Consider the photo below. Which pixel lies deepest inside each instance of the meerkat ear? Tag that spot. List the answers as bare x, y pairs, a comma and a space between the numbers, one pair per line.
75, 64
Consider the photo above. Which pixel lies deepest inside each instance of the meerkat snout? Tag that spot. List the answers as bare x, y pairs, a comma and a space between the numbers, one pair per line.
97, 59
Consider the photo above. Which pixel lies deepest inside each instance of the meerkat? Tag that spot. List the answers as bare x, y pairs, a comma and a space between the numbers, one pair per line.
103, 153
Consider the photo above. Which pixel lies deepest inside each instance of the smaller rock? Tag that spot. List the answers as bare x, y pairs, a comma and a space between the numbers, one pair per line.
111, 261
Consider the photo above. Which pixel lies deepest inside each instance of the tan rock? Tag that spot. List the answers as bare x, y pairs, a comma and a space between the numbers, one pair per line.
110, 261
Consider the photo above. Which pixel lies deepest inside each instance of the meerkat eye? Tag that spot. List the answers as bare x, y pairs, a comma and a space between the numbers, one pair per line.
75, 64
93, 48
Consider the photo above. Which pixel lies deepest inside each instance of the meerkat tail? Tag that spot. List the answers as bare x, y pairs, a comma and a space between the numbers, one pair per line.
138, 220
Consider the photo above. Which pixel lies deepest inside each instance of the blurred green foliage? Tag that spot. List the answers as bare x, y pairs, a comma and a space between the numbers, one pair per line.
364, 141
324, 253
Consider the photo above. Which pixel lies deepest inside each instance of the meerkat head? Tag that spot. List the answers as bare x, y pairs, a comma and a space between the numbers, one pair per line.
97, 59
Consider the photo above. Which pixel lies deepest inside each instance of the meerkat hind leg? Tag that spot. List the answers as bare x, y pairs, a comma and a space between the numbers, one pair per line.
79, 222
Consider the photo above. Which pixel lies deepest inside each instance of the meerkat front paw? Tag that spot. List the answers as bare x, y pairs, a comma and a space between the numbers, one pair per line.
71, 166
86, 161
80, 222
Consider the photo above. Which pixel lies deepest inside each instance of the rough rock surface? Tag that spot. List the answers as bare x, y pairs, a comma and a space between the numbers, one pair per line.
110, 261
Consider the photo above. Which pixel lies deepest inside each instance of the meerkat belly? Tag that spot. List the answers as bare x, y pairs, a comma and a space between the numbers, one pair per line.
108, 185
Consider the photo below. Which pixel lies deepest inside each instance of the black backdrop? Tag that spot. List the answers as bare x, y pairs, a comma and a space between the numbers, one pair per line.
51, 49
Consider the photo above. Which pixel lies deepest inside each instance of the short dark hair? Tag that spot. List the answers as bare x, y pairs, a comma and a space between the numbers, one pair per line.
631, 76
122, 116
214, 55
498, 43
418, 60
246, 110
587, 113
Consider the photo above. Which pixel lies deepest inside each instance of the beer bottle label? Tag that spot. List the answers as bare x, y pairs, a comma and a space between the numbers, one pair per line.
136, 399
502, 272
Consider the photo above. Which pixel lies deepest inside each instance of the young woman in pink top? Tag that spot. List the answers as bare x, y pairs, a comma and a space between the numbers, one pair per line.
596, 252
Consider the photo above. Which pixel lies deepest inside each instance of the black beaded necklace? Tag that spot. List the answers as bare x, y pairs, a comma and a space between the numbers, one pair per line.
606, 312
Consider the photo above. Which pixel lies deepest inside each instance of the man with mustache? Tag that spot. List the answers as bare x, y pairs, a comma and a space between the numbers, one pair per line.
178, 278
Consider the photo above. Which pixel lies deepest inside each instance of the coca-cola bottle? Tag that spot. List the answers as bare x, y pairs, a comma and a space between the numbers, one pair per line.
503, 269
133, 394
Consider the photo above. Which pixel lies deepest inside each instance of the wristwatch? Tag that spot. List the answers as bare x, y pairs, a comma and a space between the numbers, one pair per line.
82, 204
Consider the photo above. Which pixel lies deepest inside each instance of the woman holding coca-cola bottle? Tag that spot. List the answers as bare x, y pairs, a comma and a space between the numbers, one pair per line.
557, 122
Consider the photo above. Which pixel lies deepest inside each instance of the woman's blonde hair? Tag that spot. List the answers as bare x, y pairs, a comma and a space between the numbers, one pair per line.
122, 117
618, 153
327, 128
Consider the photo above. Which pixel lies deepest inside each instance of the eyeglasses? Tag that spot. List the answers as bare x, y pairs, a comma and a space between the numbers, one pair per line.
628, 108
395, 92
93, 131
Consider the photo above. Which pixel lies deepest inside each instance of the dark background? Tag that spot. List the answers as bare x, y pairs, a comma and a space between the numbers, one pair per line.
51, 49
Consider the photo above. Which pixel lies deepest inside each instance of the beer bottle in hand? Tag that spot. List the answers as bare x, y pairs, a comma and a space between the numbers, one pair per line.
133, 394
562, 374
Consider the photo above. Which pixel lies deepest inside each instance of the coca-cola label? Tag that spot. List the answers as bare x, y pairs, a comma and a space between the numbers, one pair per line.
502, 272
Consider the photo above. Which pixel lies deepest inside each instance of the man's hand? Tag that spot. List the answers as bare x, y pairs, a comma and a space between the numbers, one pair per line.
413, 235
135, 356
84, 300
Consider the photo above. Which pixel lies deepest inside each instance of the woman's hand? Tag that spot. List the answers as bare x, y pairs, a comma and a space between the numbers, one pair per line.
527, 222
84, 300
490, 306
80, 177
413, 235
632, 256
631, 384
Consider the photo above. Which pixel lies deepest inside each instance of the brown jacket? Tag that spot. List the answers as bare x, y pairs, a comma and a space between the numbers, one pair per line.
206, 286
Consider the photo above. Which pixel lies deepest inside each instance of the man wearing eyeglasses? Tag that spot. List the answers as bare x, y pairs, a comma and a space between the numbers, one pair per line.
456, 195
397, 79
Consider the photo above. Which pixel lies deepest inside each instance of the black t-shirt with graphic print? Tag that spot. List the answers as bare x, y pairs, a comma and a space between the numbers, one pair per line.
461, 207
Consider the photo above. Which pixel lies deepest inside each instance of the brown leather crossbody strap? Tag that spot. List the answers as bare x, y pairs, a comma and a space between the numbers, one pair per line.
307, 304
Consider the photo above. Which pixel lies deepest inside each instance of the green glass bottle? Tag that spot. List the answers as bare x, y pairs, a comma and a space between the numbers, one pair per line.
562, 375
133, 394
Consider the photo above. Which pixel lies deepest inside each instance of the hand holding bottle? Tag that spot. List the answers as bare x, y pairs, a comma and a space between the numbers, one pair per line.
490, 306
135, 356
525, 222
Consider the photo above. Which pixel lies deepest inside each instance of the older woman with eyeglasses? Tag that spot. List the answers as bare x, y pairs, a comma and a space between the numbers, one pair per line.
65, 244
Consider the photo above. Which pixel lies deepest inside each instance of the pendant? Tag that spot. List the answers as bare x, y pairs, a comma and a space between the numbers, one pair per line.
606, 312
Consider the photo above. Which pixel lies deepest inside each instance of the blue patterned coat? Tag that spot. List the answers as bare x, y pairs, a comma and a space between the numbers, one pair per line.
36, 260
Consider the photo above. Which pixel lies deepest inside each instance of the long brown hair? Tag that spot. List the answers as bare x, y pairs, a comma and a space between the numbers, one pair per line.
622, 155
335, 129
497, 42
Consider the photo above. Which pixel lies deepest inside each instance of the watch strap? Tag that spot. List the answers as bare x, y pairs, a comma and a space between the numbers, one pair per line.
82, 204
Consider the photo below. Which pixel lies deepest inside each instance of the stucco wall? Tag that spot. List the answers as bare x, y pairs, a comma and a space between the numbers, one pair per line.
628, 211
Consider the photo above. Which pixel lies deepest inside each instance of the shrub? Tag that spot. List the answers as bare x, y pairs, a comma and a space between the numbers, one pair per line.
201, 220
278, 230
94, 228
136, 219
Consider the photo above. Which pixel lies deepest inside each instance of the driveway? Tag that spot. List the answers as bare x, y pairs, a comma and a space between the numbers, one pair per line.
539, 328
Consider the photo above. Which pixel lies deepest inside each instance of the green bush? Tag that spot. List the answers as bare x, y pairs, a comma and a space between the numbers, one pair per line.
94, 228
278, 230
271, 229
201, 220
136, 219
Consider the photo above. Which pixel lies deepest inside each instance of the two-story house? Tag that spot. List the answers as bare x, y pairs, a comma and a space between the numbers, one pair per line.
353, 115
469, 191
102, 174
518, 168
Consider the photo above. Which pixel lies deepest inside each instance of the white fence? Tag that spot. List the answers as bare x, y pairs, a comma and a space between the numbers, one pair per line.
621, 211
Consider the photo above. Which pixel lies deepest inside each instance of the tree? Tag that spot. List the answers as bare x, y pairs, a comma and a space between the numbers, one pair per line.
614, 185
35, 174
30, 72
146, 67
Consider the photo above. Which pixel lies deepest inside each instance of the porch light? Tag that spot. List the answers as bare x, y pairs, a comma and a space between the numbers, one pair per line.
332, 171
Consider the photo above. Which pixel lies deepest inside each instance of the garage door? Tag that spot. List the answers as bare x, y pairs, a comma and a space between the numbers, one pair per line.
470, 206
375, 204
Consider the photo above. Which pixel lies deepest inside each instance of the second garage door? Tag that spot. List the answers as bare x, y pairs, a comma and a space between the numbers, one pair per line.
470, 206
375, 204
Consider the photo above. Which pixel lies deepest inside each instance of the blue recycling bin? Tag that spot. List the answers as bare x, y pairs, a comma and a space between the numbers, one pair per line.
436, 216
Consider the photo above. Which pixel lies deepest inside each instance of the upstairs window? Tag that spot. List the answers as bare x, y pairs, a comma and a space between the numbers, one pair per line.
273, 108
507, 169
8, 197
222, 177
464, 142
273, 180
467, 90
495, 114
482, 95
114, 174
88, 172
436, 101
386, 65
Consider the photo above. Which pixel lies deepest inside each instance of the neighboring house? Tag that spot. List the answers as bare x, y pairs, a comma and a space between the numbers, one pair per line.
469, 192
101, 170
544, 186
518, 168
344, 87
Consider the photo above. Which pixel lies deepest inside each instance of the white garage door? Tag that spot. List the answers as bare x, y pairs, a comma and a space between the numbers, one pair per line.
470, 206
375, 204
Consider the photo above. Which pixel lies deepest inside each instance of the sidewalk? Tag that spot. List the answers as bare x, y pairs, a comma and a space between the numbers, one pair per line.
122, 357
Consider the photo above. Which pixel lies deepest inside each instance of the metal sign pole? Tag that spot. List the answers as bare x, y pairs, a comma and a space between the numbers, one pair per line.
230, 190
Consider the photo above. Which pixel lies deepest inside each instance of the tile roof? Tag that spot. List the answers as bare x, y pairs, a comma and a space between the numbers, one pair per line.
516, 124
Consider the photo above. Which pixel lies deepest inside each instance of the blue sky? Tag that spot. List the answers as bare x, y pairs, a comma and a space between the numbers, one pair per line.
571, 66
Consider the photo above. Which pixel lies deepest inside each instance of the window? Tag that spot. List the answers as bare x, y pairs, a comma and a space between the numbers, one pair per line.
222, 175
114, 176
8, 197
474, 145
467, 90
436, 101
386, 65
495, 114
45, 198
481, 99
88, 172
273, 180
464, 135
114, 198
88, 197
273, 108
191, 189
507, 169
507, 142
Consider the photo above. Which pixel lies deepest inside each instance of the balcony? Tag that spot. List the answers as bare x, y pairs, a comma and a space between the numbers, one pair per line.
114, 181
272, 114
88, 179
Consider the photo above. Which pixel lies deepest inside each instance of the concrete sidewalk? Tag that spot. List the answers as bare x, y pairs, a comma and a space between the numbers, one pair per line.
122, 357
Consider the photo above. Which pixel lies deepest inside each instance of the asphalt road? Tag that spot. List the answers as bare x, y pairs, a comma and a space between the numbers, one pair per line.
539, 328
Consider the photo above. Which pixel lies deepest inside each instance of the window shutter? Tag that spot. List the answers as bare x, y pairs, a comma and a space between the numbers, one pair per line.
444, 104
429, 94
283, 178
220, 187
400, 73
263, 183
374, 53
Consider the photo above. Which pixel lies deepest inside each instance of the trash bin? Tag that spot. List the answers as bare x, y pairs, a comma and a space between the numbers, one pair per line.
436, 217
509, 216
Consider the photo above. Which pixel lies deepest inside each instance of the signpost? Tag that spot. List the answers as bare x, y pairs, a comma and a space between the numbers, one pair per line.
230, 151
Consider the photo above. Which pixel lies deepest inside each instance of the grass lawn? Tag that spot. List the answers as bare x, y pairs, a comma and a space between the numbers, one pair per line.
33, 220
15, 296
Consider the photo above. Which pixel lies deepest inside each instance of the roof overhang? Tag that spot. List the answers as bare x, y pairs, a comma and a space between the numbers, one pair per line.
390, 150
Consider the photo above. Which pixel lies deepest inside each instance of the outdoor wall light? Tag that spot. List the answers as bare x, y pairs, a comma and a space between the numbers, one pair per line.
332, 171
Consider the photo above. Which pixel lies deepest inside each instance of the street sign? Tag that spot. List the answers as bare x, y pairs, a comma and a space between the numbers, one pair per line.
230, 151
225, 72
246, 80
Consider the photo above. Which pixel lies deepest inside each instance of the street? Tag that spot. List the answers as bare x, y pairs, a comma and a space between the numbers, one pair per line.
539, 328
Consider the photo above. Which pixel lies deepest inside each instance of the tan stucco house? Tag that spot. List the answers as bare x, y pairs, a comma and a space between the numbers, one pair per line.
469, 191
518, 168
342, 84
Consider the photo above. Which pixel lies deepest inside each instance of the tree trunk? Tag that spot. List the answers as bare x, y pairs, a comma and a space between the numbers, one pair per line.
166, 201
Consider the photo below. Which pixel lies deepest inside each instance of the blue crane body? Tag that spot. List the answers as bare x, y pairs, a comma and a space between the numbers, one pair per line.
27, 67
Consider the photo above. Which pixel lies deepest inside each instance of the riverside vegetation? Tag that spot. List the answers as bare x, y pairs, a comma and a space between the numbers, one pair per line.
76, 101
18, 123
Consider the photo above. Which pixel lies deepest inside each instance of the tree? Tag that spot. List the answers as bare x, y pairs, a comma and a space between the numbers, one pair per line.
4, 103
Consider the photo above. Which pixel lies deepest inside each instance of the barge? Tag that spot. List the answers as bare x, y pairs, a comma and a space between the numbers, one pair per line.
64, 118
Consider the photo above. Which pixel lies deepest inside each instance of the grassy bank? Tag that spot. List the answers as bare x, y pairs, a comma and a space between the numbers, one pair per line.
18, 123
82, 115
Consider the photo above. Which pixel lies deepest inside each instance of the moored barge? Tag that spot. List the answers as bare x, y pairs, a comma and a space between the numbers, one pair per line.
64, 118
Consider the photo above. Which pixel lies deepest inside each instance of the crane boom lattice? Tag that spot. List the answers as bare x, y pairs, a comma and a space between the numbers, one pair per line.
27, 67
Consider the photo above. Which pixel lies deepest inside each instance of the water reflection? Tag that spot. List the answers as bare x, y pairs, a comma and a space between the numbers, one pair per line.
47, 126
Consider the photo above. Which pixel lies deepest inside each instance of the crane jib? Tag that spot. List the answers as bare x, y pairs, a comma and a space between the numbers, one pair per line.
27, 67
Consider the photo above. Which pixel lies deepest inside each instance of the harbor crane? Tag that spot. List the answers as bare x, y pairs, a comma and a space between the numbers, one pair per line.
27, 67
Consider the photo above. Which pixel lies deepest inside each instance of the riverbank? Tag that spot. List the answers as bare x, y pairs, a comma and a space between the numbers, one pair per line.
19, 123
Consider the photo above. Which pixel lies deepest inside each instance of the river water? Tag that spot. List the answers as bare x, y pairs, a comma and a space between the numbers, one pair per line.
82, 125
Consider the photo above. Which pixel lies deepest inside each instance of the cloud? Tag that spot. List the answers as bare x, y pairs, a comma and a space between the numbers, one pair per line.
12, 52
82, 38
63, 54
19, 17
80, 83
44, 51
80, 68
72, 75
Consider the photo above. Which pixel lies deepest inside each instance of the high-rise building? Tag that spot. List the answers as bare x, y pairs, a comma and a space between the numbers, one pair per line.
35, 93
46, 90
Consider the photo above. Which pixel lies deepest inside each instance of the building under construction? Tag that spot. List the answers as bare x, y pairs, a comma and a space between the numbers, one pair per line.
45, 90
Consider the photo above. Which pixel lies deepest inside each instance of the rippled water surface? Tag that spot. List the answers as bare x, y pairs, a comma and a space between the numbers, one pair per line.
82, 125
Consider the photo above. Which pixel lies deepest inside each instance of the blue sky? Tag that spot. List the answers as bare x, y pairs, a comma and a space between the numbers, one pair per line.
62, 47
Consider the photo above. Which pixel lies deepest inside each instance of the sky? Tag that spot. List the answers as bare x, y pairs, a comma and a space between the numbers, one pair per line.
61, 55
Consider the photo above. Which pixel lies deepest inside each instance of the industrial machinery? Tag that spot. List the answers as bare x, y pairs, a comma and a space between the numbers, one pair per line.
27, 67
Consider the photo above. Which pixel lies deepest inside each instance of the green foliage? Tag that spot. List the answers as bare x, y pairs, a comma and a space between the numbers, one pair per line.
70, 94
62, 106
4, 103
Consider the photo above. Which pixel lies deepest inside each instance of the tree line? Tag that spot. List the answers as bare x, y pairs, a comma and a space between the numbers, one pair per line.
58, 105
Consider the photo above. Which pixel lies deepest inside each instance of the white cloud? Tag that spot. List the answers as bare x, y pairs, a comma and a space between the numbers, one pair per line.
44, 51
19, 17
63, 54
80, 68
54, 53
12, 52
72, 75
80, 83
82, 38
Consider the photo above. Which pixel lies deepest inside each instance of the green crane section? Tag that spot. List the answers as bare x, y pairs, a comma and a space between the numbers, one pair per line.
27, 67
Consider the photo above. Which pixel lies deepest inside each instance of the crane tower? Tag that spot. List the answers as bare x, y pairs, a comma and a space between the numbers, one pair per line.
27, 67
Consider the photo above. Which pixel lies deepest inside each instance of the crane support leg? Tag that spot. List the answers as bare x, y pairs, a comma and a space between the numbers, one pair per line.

▶ **Objetivo do exercício**: Como ficam os registros desde a linha que contém "the crane tower?" até o final dos registros, incluindo essa linha, se você substituir "Tag" por "Mark" e não alterar mais nada?

▶ **Resposta**:
Consider the photo above. Which pixel lies deepest inside each instance of the crane tower? Mark that spot. List the answers as bare x, y pairs, a comma and a space between the numbers, one pair per line.
27, 67
Consider the photo above. Which pixel lies deepest inside each instance of the crane support leg? Mark that spot. List the answers as bare x, y pairs, a comma and a space between the numbers, one pair per line.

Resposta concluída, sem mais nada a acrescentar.